## Text segment
Don’t fret, however, readers, there is one July event celebrating “independence” that I will discuss and that is Nude Recreation Week from July 4 to July 11, the week during which nudists become independent of their clothing and let it all hang out.

Its prelude, Nude Hiking Day, observed June 21, was only a practice period to show the flag. On that day the undraped friskily marched to and fro, in the raw, in the buff and nekkid as a jaybird, if you get my drift — stark naked. And they wait impatiently for Nude Recreation Week. Ooh-la-la!

The nudist-set are also eagerly waiting to see how many of us would be willing to join them and sit around a campfire in our birthday suits, roasting marshmallows (and nothing else, I hope) during this unclothed period.

Sparing no expense, I visited one of their meeting places at (censored), a few years back, with a clean pair of eyeglasses, to explore the world of the nudist.

“We are not weird,” said one, who shall remain nameless. “We are just common, ordinary folks.”

Another undraped, 6-foot bundle of skin (he resembled a boiled frankfurter) said, “ I just feel more free and open. Is it wrong to spend a little of our leisure time without the burden of clothes? I think everybody would share our view if they only gave it a try.”

From them, I learned that the Nudist Association has more than 50,000 members with several hundred clubs around the country. In addition, there are many other places where a shedder of clothing may go for nude recreation or just plain nude sunbathing.

“Just imagine luxuriating clothes-free in the warm sun and enjoying the caresses of a gentle breeze on your bare body,” Mr. Frankfurter mentioned. “Then, surmise floating through the cool, silky waters of a lake where you would feel completely casual in the company of others who, incidentally, would also be nude.”

“This is the reward of nude recreation,” added Mrs. Frankfurter. “However, anyone looking for erotica will be very disappointed and that is the naked truth.”

Personally, despite the enticement of instant gratification, I simply am not ready to tear off my clothes at this point. I can just see myself, as I am luxuriating by the lake naked as a frankfurter without sauerkraut, being asked to remove my wrinkled jumpsuit — which I will not be wearing at the time. Horrors!

If I were interested, the association suggested a clothing list, which seems a little odd since they are trying to get us to take them off. They distribute two lists of “things to do nude,” such as playing basketball, biking (ouch, my seat hurts already), bowling (but be careful not to drop the ball), acting, camping (no fly-fishing), canoeing, jogging (and jingling) and windsurfing.

## Records
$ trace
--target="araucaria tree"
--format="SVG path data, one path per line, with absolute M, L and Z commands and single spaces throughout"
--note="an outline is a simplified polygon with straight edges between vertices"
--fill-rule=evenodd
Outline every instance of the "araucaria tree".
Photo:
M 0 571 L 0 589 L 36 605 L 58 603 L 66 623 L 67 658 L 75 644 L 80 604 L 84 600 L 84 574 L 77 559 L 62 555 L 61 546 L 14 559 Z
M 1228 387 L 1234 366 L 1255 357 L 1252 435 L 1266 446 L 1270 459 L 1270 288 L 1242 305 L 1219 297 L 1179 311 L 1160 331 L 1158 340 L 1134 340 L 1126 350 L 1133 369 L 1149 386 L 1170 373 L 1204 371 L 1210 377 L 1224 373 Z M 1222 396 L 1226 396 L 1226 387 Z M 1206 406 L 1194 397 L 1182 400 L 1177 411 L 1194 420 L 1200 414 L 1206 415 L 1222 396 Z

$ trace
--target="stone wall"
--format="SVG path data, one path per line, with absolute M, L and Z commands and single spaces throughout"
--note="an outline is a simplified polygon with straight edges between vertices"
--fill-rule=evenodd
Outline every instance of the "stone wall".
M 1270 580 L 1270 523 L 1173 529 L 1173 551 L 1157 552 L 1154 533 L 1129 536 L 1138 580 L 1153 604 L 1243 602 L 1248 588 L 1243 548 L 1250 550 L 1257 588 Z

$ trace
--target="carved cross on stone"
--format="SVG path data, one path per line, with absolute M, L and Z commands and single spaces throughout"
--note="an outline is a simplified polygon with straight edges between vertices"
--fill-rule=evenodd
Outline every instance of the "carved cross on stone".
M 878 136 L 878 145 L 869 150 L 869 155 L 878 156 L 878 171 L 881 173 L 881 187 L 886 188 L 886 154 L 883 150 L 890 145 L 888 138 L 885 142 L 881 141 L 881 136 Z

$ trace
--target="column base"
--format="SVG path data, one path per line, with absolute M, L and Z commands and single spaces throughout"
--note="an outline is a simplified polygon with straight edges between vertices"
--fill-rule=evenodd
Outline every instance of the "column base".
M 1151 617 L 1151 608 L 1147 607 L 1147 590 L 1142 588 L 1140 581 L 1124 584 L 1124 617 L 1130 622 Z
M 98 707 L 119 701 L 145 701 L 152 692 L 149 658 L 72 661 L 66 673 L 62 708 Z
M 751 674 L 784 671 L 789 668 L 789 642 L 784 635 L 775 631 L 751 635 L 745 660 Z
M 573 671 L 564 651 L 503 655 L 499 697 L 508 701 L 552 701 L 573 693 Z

## What the exercise asks
In the column about Nude Recreation Week, how many members does the Nudist Association have?

## Worked solution
More than 50,000 members.